RECORDS START

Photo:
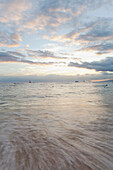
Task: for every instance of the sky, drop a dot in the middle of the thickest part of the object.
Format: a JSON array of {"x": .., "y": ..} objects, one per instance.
[{"x": 56, "y": 39}]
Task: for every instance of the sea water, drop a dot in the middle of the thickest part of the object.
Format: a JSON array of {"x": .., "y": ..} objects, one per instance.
[{"x": 56, "y": 126}]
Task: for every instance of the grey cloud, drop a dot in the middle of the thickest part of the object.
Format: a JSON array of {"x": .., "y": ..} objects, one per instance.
[
  {"x": 100, "y": 48},
  {"x": 8, "y": 39},
  {"x": 8, "y": 57},
  {"x": 43, "y": 54},
  {"x": 103, "y": 65}
]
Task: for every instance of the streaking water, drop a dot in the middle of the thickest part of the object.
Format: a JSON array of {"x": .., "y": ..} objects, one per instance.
[{"x": 56, "y": 126}]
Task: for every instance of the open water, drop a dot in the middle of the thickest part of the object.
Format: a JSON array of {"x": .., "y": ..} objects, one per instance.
[{"x": 56, "y": 126}]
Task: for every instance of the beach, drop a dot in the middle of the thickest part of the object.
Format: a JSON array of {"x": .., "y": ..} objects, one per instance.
[{"x": 56, "y": 126}]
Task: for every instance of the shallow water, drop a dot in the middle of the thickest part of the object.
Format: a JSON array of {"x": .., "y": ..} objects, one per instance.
[{"x": 56, "y": 126}]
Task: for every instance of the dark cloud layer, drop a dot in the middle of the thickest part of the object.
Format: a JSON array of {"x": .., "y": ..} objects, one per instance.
[{"x": 103, "y": 65}]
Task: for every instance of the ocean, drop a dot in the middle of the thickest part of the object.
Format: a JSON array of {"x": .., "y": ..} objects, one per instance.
[{"x": 56, "y": 126}]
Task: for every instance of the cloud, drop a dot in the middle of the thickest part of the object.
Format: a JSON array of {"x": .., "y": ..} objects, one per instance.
[
  {"x": 103, "y": 65},
  {"x": 13, "y": 10},
  {"x": 101, "y": 48},
  {"x": 8, "y": 39},
  {"x": 43, "y": 54},
  {"x": 16, "y": 57}
]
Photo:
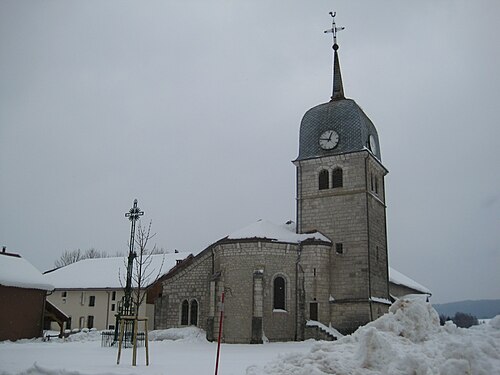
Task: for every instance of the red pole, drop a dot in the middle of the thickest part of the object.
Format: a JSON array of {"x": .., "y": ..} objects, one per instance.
[{"x": 220, "y": 334}]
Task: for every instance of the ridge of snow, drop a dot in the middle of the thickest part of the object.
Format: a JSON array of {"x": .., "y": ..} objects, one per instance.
[
  {"x": 265, "y": 229},
  {"x": 406, "y": 340},
  {"x": 18, "y": 272},
  {"x": 380, "y": 300},
  {"x": 397, "y": 277},
  {"x": 105, "y": 273},
  {"x": 330, "y": 330}
]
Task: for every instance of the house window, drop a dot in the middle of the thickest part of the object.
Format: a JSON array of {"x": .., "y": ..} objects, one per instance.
[
  {"x": 279, "y": 293},
  {"x": 90, "y": 321},
  {"x": 185, "y": 313},
  {"x": 339, "y": 248},
  {"x": 323, "y": 179},
  {"x": 194, "y": 313},
  {"x": 337, "y": 178},
  {"x": 313, "y": 311}
]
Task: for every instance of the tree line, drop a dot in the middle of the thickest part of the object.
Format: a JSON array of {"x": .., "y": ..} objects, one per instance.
[
  {"x": 72, "y": 256},
  {"x": 462, "y": 320}
]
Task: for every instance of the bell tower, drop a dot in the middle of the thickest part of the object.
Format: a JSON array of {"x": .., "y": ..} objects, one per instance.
[{"x": 341, "y": 193}]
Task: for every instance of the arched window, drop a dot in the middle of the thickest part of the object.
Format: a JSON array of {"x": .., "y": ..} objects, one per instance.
[
  {"x": 185, "y": 313},
  {"x": 193, "y": 319},
  {"x": 279, "y": 293},
  {"x": 323, "y": 179},
  {"x": 337, "y": 178}
]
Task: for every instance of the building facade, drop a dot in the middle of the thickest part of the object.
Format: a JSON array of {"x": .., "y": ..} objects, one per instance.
[
  {"x": 22, "y": 295},
  {"x": 332, "y": 268}
]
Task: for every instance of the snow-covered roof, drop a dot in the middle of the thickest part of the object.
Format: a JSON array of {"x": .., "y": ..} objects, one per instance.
[
  {"x": 397, "y": 277},
  {"x": 105, "y": 273},
  {"x": 17, "y": 272},
  {"x": 264, "y": 229}
]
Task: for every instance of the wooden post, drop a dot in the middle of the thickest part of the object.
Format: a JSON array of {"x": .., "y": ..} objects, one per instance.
[
  {"x": 134, "y": 337},
  {"x": 120, "y": 341},
  {"x": 146, "y": 342},
  {"x": 136, "y": 321},
  {"x": 220, "y": 334}
]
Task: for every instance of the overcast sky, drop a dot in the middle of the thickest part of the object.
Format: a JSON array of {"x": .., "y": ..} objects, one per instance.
[{"x": 194, "y": 107}]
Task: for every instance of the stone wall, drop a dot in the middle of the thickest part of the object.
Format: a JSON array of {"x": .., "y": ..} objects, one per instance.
[{"x": 190, "y": 283}]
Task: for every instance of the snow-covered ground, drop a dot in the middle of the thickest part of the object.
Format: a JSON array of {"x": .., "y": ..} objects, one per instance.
[{"x": 407, "y": 340}]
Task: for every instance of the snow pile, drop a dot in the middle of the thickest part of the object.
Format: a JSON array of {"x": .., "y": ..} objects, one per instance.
[
  {"x": 407, "y": 340},
  {"x": 18, "y": 272},
  {"x": 84, "y": 336},
  {"x": 188, "y": 334}
]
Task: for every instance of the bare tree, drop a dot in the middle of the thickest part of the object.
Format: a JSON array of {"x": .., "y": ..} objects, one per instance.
[
  {"x": 145, "y": 273},
  {"x": 68, "y": 257},
  {"x": 73, "y": 256}
]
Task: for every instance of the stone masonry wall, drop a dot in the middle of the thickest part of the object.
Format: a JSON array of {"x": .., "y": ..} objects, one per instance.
[
  {"x": 238, "y": 261},
  {"x": 191, "y": 283}
]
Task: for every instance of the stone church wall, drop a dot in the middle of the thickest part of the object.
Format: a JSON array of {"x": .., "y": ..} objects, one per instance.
[
  {"x": 377, "y": 224},
  {"x": 315, "y": 268},
  {"x": 239, "y": 263},
  {"x": 190, "y": 283}
]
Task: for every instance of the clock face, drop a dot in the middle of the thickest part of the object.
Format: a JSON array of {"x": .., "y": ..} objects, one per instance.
[
  {"x": 328, "y": 140},
  {"x": 373, "y": 144}
]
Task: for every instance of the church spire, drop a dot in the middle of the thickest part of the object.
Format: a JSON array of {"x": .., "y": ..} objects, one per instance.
[{"x": 338, "y": 88}]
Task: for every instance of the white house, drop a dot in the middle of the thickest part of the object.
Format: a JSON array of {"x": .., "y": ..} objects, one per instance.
[
  {"x": 90, "y": 290},
  {"x": 22, "y": 298}
]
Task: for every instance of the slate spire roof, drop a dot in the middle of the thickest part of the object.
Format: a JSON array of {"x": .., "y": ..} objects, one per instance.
[
  {"x": 355, "y": 130},
  {"x": 338, "y": 87}
]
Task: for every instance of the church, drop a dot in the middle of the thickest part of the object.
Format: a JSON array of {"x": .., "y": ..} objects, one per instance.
[{"x": 329, "y": 268}]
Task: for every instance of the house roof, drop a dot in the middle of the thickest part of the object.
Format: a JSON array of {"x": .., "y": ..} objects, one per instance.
[
  {"x": 16, "y": 271},
  {"x": 398, "y": 278},
  {"x": 263, "y": 229},
  {"x": 107, "y": 273}
]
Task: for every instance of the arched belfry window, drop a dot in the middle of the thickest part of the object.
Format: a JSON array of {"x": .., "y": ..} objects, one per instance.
[
  {"x": 185, "y": 313},
  {"x": 323, "y": 179},
  {"x": 279, "y": 293},
  {"x": 337, "y": 178},
  {"x": 193, "y": 319}
]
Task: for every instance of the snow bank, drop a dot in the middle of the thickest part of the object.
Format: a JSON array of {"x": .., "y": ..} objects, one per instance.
[
  {"x": 188, "y": 334},
  {"x": 18, "y": 272},
  {"x": 407, "y": 340}
]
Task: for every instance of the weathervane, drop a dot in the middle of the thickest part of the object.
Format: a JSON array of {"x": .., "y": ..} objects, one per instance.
[{"x": 334, "y": 30}]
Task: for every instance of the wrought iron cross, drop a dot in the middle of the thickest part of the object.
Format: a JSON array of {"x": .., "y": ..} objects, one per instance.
[
  {"x": 334, "y": 29},
  {"x": 133, "y": 215}
]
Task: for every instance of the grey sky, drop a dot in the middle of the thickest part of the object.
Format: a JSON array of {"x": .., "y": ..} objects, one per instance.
[{"x": 193, "y": 108}]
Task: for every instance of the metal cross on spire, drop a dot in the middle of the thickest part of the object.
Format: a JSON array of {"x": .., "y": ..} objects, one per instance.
[{"x": 334, "y": 30}]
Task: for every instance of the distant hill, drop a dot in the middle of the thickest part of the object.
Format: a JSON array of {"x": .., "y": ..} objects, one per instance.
[{"x": 481, "y": 309}]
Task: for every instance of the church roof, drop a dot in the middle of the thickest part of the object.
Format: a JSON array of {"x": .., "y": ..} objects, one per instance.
[
  {"x": 264, "y": 229},
  {"x": 106, "y": 273},
  {"x": 16, "y": 271},
  {"x": 343, "y": 116}
]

RECORDS END

> _PROBLEM DETAILS_: Your answer should be every line from the material above in which the word "grey" appears.

> _SOLUTION TO THIS EXERCISE_:
Task: for every instance of the grey cloud, drop a dot in the middle of the thickest part of the object.
Task: for every instance of the grey sky, drop a dot in the middle of the thickest part of the object.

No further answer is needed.